CONSIGNES DE L'EXERCICE:
1. Répondez à ces questions sur l'extrait consacré à la fondation du monastère :
(a) Combien de temps après la cérémonie le combat intérieur commence-t-il ?
(b) Sous la juridiction de qui le couvent a-t-il été placé ?
(c) Pour quelle raison la peine n'est-elle confiée à personne ?
2. Dans l'extrait sur la fondation du monastère, relevez tout ce qui s'efface de la mémoire au point qu'il n'en reste plus la moindre idée.

EXTRAIT DU TEXTE:

Trois ou quatre heures après la cérémonie, le démon me livra un combat intérieur dont je vais parler. Il me mit dans l'esprit que peut-être j'avais offensé Dieu dans ce que j'avais fait, et manqué à l'obéissance en fondant ce monastère sans l'ordre de mon provincial. Celui-ci, je le sentais bien, devait voir avec quelque peine que j'eusse mis le couvent sous la juridiction de l'évêque sans lui en avoir rien dit; néanmoins, comme il avait refusé de le prendre sous la sienne, et que personnellement je restais sous son obéissance, il me semblait qu'il n'en serait point fâché. D'autre part, les religieuses que je venais de recevoir vivraient-elles contentes dans une si étroite clôture? Le nécessaire ne leur manquerait-il point? Cette fondation n'était-elle pas une folie? Pourquoi m'étais-je engagée dans cette entreprise, moi qui pouvais si bien servir Dieu dans mon couvent? Les ordres que j'avais reçus de Notre Seigneur au sujet de ce nouveau monastère, les avis des personnes sages que j'avais consultées, les prières que depuis plus de deux ans on n'avait pour ainsi dire pas cessé de faire à cette intention, s'effacèrent tellement de ma mémoire qu'il ne m'en restait plus la moindre idée. Je me souvenais seulement des pensées que j'avais eues par moi-même. Toutes les vertus, et même la foi, étaient alors suspendues en mon âme, et je n'avais la force ni d'en produire aucun acte, ni de me défendre contre tant d'attaques de l'ennemi. Le démon m'inspirait d'autres craintes: avec tant d'infirmités, pourrais-je m'enfermer dans une maison si petite, et m'y assujettir à un genre de vie si austère, après avoir vécu dans un monastère si spacieux, si agréable, où j'avais toujours été si contente, et où j'avais tant d'amies? Je ne me plairais peut-être pas avec celles qui composaient la nouvelle maison. Je m'étais engagée à bien des choses, et la difficulté de les accomplir pourrait me jeter dans le désespoir. Peut-être le démon avait-il prétendu par là m'ôter la paix et la tranquillité d'esprit; en proie au trouble, comment pourrais-je me livrer à l'oraison? Enfin, n'allais-je pas hasarder le salut de mon âme?

Le démon présentait tout cela à mon esprit, sans qu'il me fût possible de penser à autre chose; et il répandait en même temps dans mon âme une affliction, une obscurité, des ténèbres, que je ne saurais dépeindre. Me voyant dans cet état, je m'en allai devant le très saint Sacrement, bien que je fusse incapable de former une prière, une personne à l'agonie n'étant pas, me semble-t-il, dans une angoisse plus grande. De plus, je n'osais confier ma peine à personne, parce que je n'avais pas encore de confesseur désigné.

LIGNES PRÉSENTÉES:
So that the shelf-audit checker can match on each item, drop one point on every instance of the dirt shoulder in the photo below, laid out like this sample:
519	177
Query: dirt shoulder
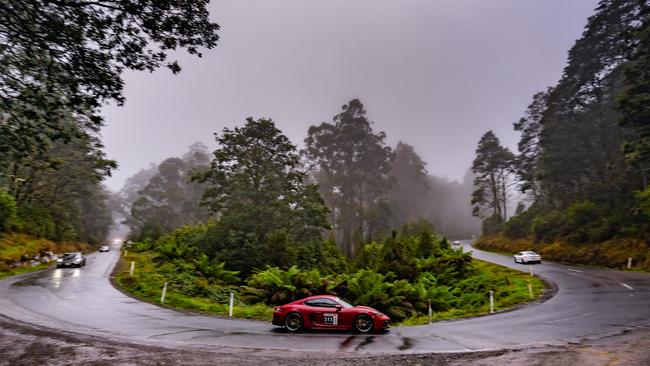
23	344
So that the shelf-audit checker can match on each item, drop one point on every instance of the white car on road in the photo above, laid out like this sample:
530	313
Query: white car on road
527	257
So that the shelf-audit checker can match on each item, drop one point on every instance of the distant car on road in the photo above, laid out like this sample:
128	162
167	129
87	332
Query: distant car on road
328	312
74	259
527	257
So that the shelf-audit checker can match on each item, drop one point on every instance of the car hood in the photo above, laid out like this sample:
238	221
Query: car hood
367	308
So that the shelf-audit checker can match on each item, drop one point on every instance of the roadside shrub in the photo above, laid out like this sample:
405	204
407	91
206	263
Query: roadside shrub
275	286
548	226
7	210
492	224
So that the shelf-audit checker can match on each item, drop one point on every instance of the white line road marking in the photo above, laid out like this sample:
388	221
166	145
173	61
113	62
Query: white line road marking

RÉPONSES ATTENDUES:
1.
(a) Trois ou quatre heures après la cérémonie.
(b) Sous celle de l'évêque.
(c) Parce qu'il n'y avait pas encore de confesseur désigné.

2.
- Les ordres reçus de Notre Seigneur au sujet du nouveau monastère
- Les avis des personnes sages consultées
- Les prières faites à cette intention depuis plus de deux ans